Set tasks:
[A] According to the passage on the 10th Armoured Cavalry Brigade, which town did the brigade attack by night on June 16?
[B] Locate every line in the listing that contains the word "plate", matching case exactly, and copy each of those lines.

Document segment:
###

Everything changed when Germany invaded the Low Countries in 1940, out-flanking the French fortifications. General Maczek's unit suddenly received all the equipment they had asked for, with one condition: they had to go into action immediately. That was impossible, because many Polish soldiers had no idea how to use the new equipment and there was no time for training. General Maczek decided to lead a small force of his best trained men, hoping that the rest of his unit would join them later. That small force was called the 10th Armoured Cavalry Brigade (10 Brygada Kawalerii Pancernej) in honour of the "Black Brigade" from 1939. On June 6, 10th Brigade had one tank battalion, two strong motorized cavalry squadrons, one anti-tank battery and one anti-aircraft battery.
The brigade was attached to the French Fourth Army near Reims, and was ordered to cover its left flank. However, Maczek's unit was much too weak to successfully hold back full German armoured divisions. Polish soldiers managed only to cover one retreating French infantry division by attacking German forces in Champaubert-Montgivroux. Later the brigade had to withdraw with the rest of French troops, and joined the French XXIII Corps. On June 16 the brigade attacked, by night, the town of Montbard over the Burgundy Canal. Maczek's soldiers completely surprised the Germans and took many prisoners.
The 10th Brigade was fighting alone by this time, with the French units on both flanks either routed or in retreat. There were no French forces to exploit that victory, and the decimated Polish unit found itself surrounded and without fuel. On June 18, General Maczek decided to destroy most of his equipment and to withdraw on foot. Later that day he had to split the remnants of his brigade into small groups, so they could pass through enemy lines. Many of Maczek's men, including the general himself, found their way to the United Kingdom, where a Polish armoured unit was recreated, while others joined the Polish and French resistance organizations in France and Belgium.

###

Given data:
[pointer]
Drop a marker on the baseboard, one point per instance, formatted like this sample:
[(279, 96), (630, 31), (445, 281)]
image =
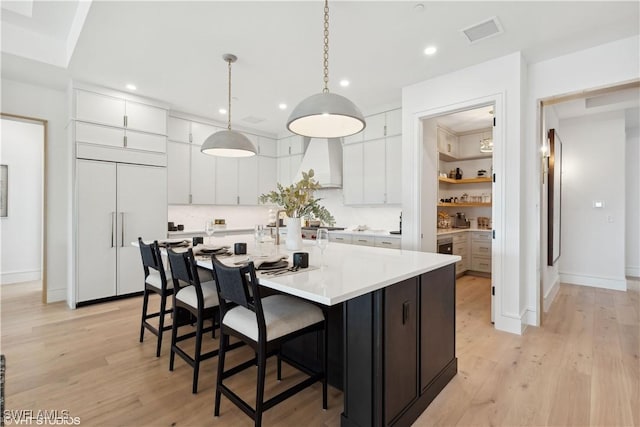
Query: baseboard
[(632, 271), (614, 283), (20, 276), (550, 296), (55, 295)]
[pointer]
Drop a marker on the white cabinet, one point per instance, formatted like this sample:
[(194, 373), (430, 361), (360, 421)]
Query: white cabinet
[(352, 174), (374, 174), (112, 211), (109, 110), (447, 144), (178, 173), (203, 177), (372, 168)]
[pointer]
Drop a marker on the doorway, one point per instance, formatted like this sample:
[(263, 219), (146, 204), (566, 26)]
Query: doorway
[(458, 150), (23, 159)]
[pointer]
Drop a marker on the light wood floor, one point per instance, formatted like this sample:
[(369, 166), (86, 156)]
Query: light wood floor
[(581, 368)]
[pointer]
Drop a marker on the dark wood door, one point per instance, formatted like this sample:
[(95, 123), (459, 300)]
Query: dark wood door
[(437, 322), (401, 347)]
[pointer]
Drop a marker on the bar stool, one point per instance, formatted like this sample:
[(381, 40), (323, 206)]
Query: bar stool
[(155, 280), (200, 300), (264, 324)]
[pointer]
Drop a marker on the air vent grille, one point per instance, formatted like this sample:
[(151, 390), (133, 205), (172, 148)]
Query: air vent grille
[(483, 30)]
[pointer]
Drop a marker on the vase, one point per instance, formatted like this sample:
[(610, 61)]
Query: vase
[(294, 234)]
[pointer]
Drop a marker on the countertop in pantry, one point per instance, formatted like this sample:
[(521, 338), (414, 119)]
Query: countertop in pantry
[(444, 231), (372, 233)]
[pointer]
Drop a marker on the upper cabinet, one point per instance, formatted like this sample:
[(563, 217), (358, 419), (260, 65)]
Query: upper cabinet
[(108, 110), (197, 178), (372, 165)]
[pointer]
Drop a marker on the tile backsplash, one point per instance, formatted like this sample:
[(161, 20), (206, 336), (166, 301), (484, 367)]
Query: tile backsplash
[(193, 217)]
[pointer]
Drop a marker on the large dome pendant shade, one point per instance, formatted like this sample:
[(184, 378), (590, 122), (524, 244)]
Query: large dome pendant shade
[(326, 115), (228, 143)]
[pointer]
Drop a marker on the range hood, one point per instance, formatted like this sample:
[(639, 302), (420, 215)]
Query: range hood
[(324, 156)]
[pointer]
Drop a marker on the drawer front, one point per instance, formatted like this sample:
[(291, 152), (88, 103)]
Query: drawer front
[(459, 238), (481, 248), (385, 242), (481, 236), (481, 264), (363, 240), (340, 238)]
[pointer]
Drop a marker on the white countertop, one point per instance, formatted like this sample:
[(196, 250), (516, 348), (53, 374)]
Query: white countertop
[(442, 231), (349, 270)]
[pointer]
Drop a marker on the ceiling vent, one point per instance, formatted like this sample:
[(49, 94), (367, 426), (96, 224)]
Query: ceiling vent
[(483, 30), (253, 120)]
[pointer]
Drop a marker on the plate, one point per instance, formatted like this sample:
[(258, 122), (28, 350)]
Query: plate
[(274, 266)]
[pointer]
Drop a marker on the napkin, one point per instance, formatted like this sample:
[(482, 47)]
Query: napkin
[(268, 260), (174, 243)]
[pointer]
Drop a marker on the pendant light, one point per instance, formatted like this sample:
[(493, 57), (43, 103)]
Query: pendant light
[(228, 143), (326, 115)]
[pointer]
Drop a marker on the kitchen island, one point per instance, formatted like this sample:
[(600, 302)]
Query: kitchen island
[(391, 325)]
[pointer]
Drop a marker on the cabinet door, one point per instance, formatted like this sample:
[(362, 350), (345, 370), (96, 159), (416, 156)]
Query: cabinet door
[(96, 134), (267, 174), (96, 232), (201, 131), (178, 173), (375, 127), (352, 170), (374, 171), (146, 118), (401, 347), (394, 122), (146, 141), (226, 181), (178, 130), (98, 108), (394, 169), (203, 177), (438, 320), (142, 212), (248, 180)]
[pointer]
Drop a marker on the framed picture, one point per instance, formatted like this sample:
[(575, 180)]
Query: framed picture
[(4, 185), (554, 197)]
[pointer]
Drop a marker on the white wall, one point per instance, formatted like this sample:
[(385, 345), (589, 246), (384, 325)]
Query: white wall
[(42, 103), (500, 82), (632, 232), (593, 169), (21, 149), (596, 67)]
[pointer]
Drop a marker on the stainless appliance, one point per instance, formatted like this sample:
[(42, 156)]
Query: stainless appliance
[(445, 245), (310, 233)]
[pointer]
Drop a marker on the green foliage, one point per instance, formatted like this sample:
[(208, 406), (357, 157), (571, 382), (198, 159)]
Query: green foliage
[(298, 201)]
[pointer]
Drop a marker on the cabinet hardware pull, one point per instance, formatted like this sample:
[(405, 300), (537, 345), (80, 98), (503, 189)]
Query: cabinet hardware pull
[(122, 229), (113, 215)]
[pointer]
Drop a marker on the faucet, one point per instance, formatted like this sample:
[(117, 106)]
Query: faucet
[(278, 225)]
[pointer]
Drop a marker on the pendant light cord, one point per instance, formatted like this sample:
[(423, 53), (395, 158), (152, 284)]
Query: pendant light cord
[(229, 98), (326, 47)]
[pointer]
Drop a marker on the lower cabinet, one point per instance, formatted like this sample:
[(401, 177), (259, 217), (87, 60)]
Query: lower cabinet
[(116, 203), (405, 335)]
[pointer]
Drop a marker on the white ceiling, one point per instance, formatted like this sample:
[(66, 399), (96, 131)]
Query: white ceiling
[(172, 50)]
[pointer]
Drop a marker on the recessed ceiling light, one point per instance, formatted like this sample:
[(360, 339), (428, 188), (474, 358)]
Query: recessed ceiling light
[(430, 50)]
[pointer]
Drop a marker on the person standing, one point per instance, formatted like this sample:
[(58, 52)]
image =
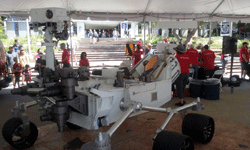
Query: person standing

###

Answers provided:
[A] Montbard, over the Burgundy Canal.

[B]
Drop a marker on the plate, one point per instance, formatted like this sample:
Query: plate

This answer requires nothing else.